**Exercise prompt**
Repeat exactly, and only, the lines of the entries below from the one with "Target: rolled-up sleeve" through the one with "Target: black canvas bag", both ends included.

--- START ---

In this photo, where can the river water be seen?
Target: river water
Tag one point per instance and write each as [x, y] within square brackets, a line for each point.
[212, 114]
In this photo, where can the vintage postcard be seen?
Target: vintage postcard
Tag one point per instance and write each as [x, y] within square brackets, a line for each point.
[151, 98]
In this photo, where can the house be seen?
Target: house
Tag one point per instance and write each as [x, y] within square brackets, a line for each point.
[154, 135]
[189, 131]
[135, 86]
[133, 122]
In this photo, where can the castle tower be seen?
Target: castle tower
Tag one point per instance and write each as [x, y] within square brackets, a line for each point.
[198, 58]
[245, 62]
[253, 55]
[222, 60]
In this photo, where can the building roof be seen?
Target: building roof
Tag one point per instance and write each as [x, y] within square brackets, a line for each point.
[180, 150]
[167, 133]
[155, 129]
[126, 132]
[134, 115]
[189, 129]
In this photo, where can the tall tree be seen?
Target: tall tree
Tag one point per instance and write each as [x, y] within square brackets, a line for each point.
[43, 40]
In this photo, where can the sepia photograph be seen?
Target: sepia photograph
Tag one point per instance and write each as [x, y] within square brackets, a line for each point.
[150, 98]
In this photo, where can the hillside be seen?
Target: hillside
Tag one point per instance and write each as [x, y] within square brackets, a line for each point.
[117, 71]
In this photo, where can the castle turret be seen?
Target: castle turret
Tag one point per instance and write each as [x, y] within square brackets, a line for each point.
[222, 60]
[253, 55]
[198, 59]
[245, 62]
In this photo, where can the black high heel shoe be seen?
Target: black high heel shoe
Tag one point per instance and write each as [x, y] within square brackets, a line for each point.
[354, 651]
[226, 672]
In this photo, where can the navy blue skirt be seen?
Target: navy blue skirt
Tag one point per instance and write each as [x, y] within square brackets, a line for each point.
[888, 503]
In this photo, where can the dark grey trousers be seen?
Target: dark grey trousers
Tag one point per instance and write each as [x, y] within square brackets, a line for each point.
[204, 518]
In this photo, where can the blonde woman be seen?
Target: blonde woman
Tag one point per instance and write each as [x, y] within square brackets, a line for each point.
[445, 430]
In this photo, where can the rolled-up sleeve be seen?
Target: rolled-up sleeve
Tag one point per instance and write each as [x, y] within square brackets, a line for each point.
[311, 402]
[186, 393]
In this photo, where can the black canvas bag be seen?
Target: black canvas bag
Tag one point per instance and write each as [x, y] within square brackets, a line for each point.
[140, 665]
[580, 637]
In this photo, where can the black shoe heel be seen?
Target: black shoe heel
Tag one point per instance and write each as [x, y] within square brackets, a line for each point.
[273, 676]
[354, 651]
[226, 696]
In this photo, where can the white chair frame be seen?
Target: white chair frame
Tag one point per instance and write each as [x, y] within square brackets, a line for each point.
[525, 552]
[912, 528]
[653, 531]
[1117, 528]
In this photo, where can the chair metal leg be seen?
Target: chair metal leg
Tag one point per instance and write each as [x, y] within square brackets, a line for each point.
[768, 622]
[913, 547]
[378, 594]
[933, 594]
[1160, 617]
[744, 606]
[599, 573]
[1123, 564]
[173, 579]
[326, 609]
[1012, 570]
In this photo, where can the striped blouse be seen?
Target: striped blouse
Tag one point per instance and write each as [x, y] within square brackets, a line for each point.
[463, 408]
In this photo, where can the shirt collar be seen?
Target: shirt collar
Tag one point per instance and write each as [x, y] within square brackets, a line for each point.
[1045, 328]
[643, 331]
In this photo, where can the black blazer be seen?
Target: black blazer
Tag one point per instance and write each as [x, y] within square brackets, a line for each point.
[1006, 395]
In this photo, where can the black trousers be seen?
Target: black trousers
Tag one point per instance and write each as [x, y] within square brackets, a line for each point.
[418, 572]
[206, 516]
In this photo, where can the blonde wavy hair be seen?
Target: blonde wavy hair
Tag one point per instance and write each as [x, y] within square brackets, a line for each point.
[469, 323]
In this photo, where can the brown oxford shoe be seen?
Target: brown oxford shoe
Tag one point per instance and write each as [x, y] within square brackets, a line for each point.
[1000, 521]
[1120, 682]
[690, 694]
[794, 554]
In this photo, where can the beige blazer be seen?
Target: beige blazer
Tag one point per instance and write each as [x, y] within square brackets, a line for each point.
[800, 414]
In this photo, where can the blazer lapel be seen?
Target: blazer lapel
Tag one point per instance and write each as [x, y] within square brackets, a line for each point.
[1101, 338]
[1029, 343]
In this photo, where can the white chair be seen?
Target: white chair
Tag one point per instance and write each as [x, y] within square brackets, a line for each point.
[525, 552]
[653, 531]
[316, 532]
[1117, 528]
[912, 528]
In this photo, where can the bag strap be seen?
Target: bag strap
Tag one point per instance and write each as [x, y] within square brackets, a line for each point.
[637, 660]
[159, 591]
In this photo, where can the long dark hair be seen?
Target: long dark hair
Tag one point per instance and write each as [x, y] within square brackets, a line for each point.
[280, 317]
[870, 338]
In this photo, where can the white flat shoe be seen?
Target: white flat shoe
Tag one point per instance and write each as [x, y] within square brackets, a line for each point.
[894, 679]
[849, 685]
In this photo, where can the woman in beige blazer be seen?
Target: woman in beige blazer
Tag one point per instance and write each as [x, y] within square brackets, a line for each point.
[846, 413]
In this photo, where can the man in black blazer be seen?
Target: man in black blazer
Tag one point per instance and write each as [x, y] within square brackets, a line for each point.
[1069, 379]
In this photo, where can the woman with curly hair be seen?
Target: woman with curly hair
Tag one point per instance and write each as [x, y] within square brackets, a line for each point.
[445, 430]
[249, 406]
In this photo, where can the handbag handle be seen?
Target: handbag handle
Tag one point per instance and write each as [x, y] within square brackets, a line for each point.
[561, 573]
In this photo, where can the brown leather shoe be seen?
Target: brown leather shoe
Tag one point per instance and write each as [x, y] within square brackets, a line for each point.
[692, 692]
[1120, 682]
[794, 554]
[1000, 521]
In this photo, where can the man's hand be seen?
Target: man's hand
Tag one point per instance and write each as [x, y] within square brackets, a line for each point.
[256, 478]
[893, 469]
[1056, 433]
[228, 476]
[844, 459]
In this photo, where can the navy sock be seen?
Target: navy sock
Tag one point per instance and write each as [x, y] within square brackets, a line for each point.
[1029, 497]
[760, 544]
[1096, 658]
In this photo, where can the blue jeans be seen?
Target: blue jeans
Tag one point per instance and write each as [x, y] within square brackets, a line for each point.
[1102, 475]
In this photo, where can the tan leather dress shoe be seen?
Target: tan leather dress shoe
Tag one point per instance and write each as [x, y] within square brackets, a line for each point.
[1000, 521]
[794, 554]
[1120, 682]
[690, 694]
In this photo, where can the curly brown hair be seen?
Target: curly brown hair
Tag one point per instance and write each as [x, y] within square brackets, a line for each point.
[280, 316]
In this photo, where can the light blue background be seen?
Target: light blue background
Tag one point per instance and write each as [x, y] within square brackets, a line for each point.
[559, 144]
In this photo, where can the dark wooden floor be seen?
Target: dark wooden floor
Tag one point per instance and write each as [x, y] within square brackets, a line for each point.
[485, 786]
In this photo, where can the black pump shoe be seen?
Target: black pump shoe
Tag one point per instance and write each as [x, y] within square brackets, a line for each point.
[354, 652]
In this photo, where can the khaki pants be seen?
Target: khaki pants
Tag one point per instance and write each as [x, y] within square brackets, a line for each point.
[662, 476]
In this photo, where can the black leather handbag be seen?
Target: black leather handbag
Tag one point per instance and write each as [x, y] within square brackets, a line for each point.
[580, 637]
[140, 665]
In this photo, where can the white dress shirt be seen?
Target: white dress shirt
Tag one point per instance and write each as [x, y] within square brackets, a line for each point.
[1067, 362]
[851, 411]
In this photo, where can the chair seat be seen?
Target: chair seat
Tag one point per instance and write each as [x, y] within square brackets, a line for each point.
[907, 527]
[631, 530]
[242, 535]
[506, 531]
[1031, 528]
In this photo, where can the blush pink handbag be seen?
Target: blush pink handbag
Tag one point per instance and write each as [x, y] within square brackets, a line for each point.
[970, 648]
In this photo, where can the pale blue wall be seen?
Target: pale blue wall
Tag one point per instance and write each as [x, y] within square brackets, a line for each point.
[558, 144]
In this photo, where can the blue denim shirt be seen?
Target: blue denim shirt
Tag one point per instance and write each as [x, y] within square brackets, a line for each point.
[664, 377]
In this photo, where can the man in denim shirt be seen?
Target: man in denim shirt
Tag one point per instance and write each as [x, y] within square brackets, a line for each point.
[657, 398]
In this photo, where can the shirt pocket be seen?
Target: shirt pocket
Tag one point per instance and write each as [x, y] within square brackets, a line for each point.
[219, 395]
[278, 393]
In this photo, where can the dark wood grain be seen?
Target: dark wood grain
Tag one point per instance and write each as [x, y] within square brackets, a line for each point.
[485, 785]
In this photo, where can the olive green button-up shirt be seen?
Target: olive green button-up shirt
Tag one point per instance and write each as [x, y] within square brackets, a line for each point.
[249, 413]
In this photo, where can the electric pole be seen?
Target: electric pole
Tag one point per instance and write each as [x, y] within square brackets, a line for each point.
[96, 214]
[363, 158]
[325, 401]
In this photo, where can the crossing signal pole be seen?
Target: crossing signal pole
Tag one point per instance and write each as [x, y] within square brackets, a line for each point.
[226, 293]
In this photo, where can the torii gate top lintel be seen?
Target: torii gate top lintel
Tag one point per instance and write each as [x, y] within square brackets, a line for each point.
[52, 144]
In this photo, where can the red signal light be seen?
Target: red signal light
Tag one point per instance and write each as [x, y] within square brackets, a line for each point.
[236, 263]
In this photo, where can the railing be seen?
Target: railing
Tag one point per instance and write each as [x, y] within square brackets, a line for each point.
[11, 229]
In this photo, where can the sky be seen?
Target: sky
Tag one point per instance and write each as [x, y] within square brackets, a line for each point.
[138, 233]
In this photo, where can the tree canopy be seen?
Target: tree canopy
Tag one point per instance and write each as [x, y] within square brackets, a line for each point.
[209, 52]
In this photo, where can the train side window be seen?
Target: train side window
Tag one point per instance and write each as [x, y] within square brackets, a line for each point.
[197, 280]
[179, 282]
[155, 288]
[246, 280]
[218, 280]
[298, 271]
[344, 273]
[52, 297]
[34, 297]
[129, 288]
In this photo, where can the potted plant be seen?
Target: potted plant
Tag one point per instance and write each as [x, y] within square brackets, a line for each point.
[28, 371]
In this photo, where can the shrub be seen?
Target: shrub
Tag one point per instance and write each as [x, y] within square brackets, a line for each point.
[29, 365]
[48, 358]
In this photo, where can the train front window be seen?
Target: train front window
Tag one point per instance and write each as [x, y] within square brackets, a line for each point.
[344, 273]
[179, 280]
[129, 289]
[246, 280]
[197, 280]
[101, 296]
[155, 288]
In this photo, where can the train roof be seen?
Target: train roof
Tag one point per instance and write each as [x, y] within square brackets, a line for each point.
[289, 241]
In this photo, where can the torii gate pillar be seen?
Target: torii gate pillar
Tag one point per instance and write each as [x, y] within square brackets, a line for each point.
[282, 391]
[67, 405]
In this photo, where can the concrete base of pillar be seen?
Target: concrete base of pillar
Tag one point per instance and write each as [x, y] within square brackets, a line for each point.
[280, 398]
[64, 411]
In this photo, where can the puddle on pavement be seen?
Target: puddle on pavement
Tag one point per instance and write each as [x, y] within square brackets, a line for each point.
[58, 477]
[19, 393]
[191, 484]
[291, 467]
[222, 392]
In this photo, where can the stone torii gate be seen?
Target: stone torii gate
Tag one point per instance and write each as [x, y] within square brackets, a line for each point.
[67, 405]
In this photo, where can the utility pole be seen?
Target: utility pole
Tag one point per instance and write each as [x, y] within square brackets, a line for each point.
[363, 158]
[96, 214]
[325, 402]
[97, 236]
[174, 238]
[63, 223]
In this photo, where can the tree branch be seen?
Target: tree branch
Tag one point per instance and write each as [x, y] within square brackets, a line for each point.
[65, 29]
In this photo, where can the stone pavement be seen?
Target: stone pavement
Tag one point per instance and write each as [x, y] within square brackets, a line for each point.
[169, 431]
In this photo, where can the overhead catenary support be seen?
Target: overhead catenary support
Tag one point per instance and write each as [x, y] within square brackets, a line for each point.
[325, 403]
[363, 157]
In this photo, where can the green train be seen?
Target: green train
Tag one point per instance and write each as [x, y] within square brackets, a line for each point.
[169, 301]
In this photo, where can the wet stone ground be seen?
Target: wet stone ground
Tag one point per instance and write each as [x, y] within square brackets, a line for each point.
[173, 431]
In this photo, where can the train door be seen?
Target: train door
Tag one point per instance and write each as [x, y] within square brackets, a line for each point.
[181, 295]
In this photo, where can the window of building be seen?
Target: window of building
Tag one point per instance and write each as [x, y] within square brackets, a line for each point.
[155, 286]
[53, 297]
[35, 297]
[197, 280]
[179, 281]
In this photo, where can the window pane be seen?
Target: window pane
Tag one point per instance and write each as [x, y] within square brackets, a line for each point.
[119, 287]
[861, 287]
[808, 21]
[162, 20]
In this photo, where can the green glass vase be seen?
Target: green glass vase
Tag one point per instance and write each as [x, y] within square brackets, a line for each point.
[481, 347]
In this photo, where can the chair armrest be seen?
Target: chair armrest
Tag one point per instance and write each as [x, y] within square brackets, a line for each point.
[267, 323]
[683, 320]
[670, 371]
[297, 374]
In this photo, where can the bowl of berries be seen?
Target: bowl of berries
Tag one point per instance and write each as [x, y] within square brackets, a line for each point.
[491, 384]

--- END ---

**Answer box**
Target: rolled-up sleeve
Tag one point per instance and write each as [x, y] within square brackets, a line for each point.
[311, 402]
[186, 393]
In this photo, where can the black canvas bag be seen?
Target: black canvas bag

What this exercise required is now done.